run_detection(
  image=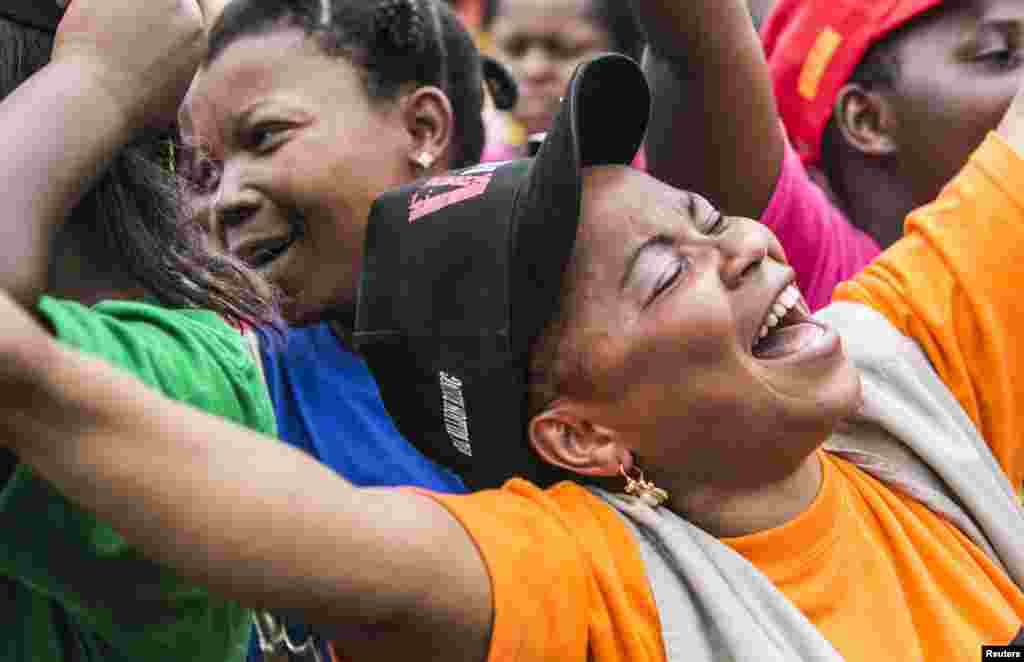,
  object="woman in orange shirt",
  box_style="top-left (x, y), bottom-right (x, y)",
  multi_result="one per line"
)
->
top-left (0, 47), bottom-right (1024, 661)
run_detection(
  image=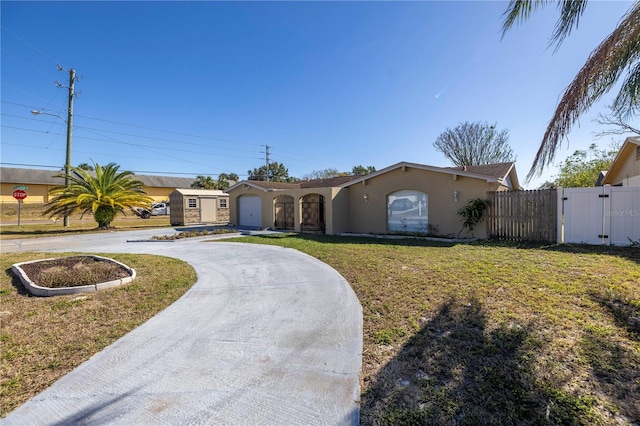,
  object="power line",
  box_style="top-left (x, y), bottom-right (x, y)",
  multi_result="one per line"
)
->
top-left (2, 25), bottom-right (60, 64)
top-left (0, 162), bottom-right (247, 176)
top-left (2, 100), bottom-right (336, 171)
top-left (0, 125), bottom-right (261, 164)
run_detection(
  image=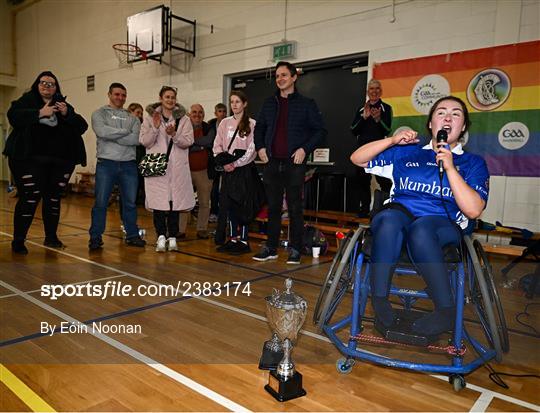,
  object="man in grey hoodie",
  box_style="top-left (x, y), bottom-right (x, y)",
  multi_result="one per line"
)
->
top-left (88, 83), bottom-right (146, 250)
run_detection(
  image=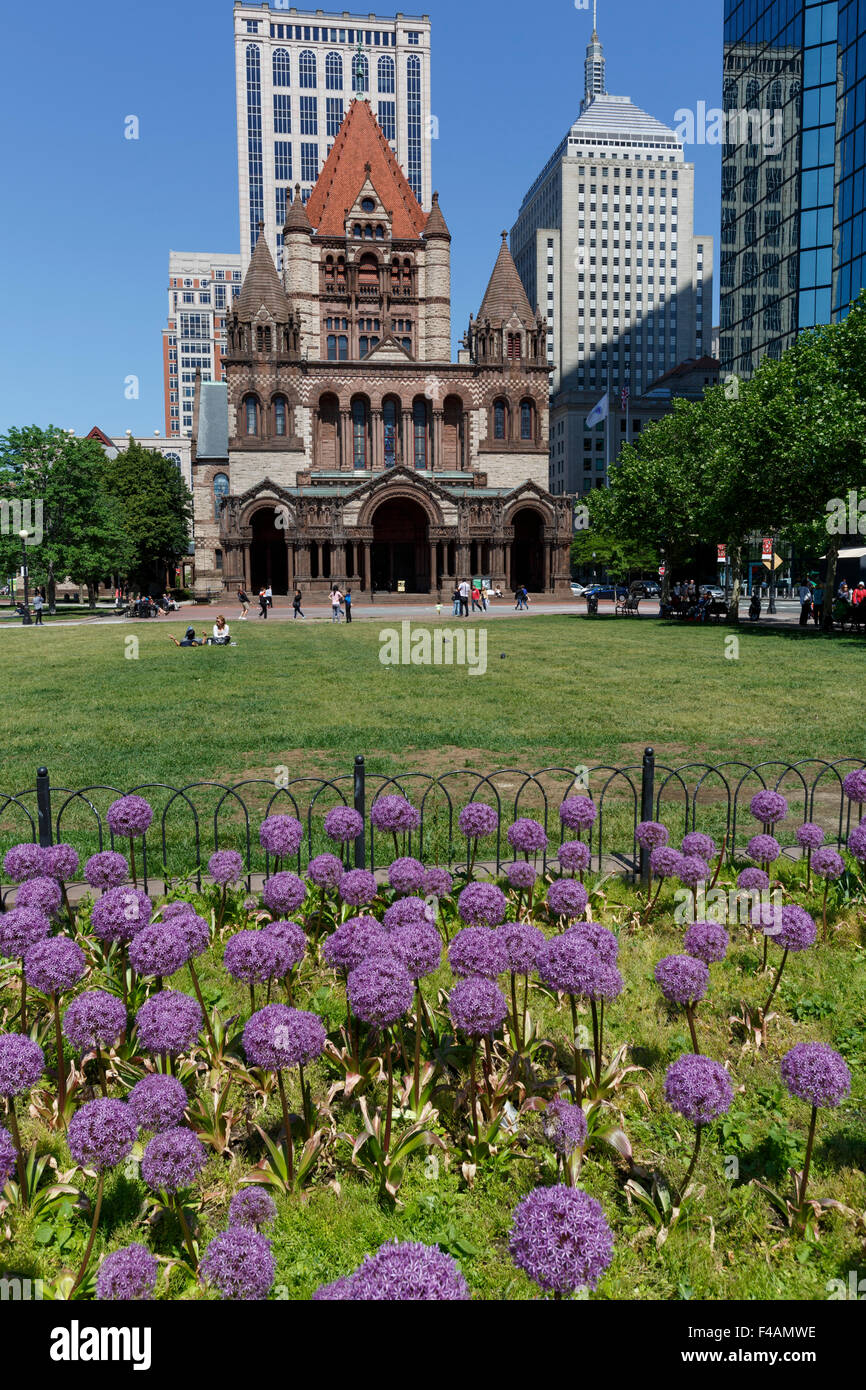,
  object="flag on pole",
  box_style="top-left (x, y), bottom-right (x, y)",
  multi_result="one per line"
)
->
top-left (585, 392), bottom-right (610, 430)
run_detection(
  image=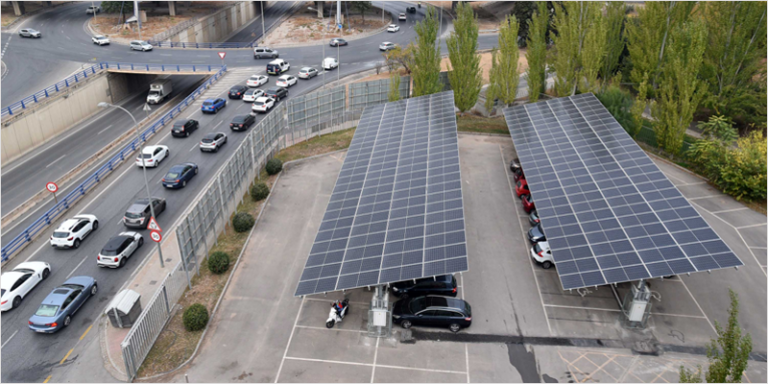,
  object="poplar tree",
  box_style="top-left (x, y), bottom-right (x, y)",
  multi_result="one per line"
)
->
top-left (446, 3), bottom-right (483, 113)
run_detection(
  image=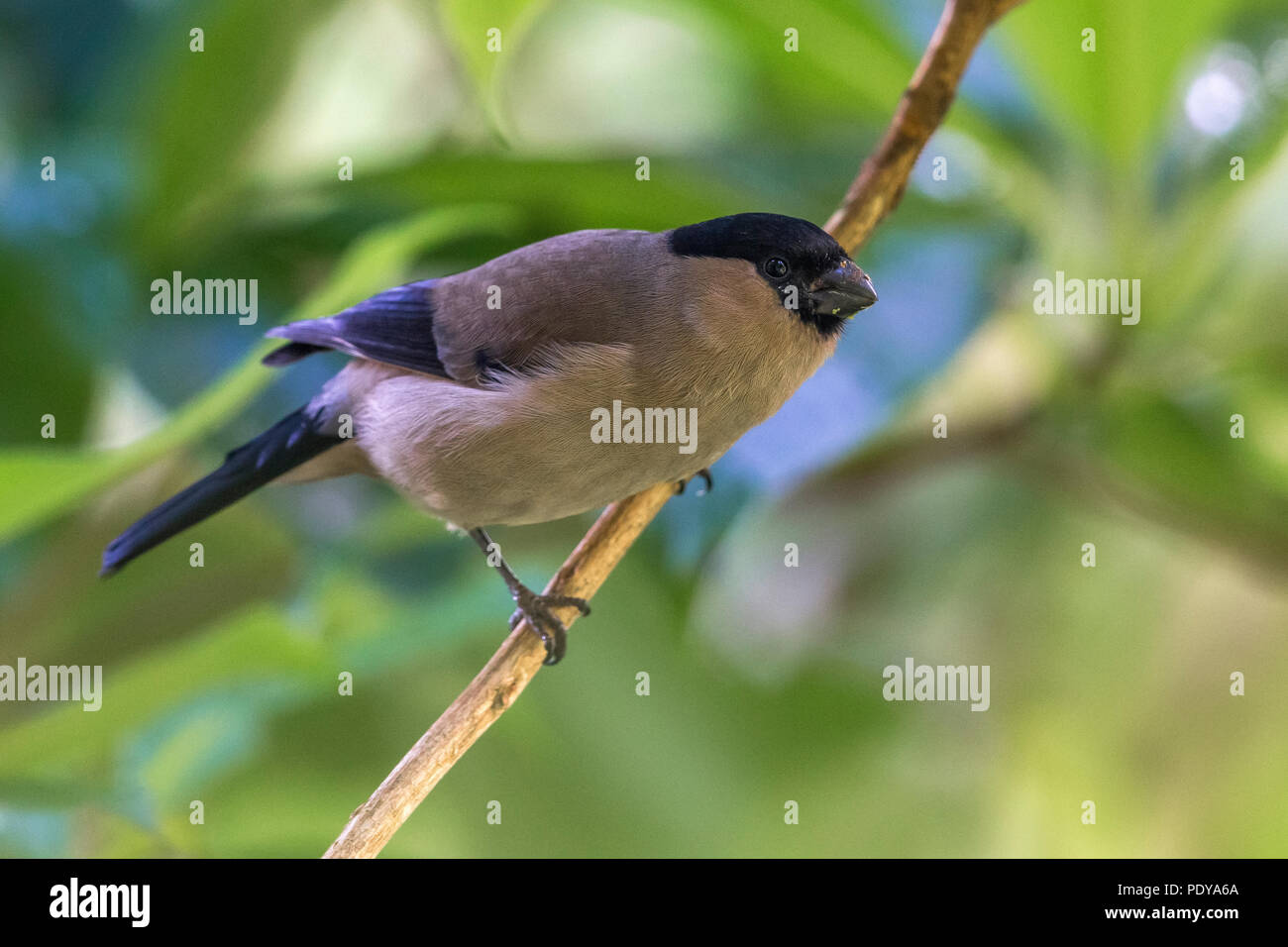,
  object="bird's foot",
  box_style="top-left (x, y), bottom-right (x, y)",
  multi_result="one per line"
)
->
top-left (510, 585), bottom-right (590, 665)
top-left (675, 468), bottom-right (712, 496)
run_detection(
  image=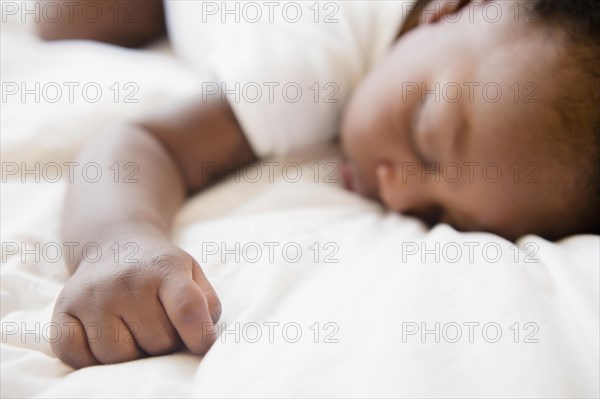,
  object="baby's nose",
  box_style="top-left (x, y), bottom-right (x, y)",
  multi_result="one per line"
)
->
top-left (376, 162), bottom-right (442, 225)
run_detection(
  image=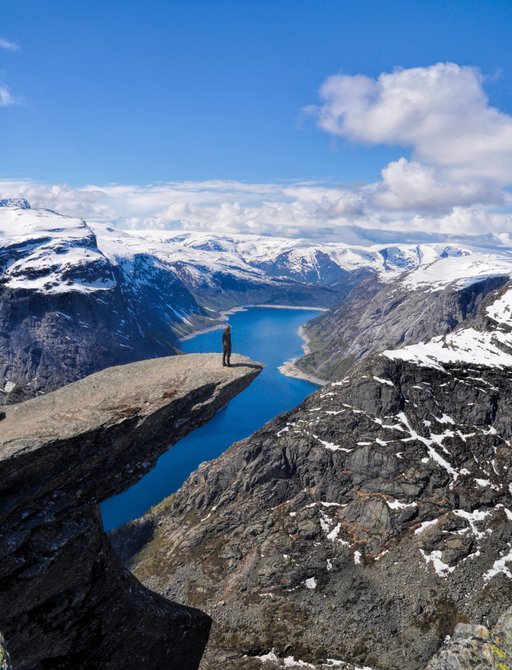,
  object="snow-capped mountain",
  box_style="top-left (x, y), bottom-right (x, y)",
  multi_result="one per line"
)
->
top-left (114, 272), bottom-right (512, 670)
top-left (0, 200), bottom-right (512, 397)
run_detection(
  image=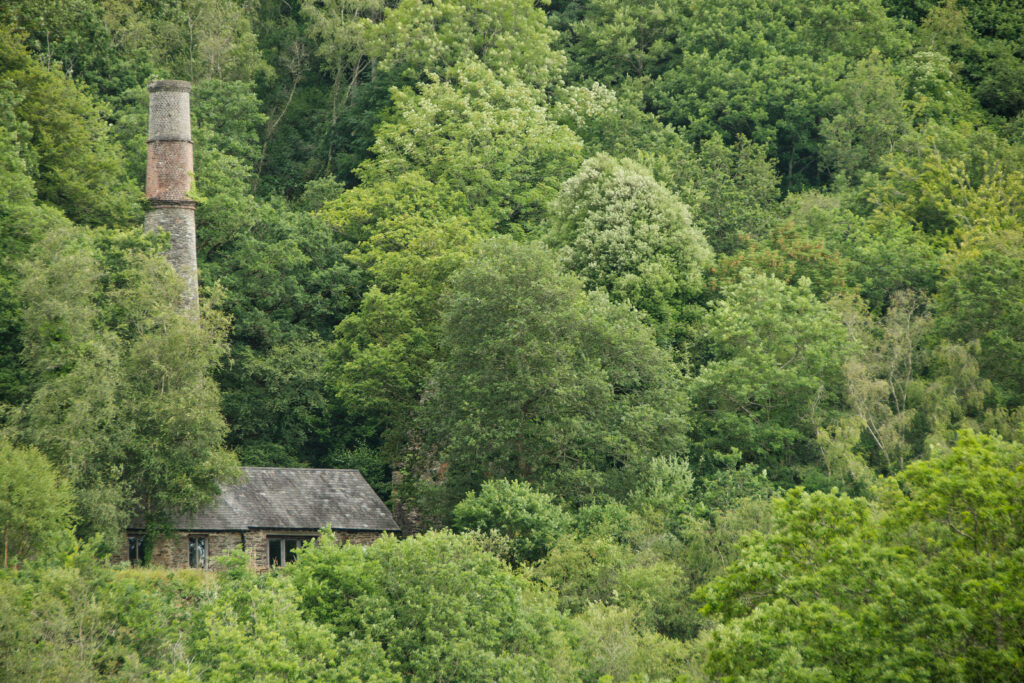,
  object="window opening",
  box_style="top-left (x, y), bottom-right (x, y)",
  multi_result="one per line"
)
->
top-left (188, 536), bottom-right (206, 569)
top-left (128, 536), bottom-right (145, 567)
top-left (266, 536), bottom-right (316, 567)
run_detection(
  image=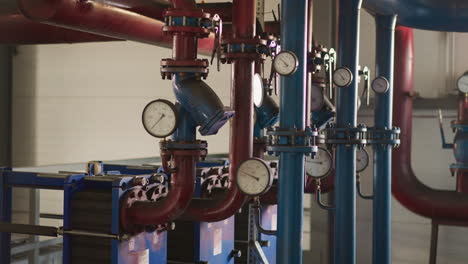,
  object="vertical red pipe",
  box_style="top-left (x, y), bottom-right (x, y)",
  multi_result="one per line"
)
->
top-left (182, 0), bottom-right (255, 222)
top-left (392, 26), bottom-right (468, 223)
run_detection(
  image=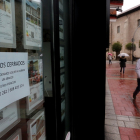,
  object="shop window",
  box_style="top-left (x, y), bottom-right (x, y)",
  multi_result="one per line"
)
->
top-left (138, 19), bottom-right (140, 26)
top-left (117, 26), bottom-right (120, 33)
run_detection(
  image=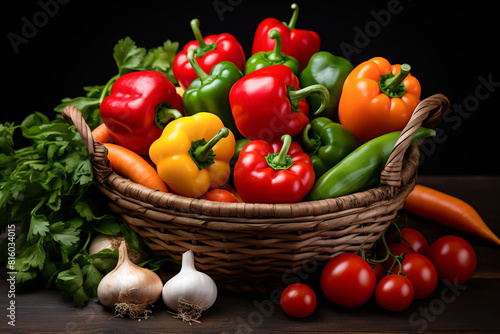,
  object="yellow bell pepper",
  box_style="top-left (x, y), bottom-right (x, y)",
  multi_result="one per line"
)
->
top-left (149, 112), bottom-right (235, 197)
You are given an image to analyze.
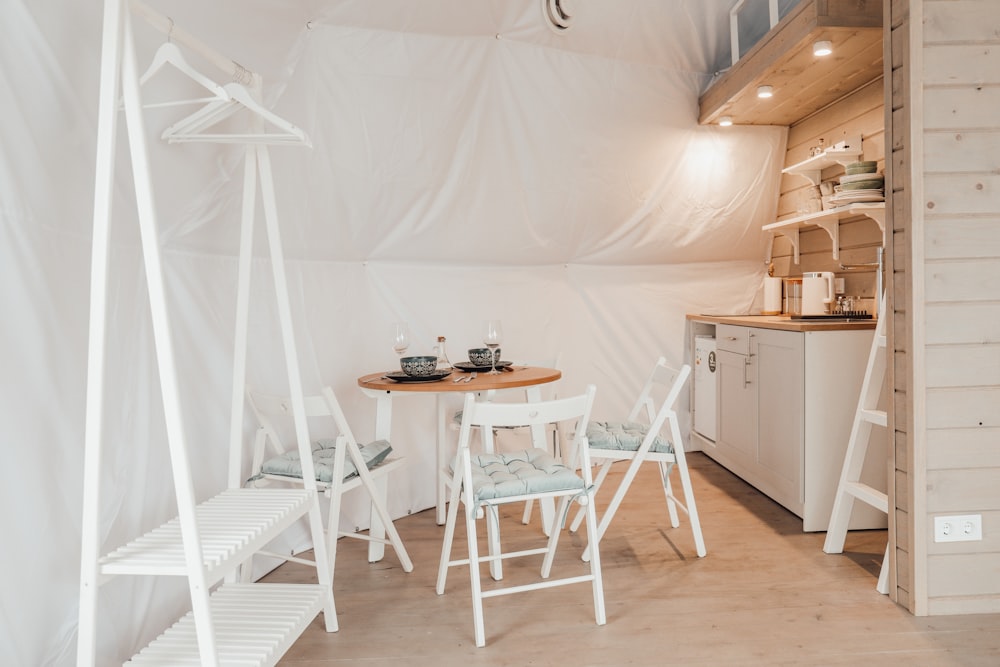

## What you should do
Find each line in the rows above that contains the word "window" and copy it out. Case counts.

## The reply
  object="window opening",
  object="shop window",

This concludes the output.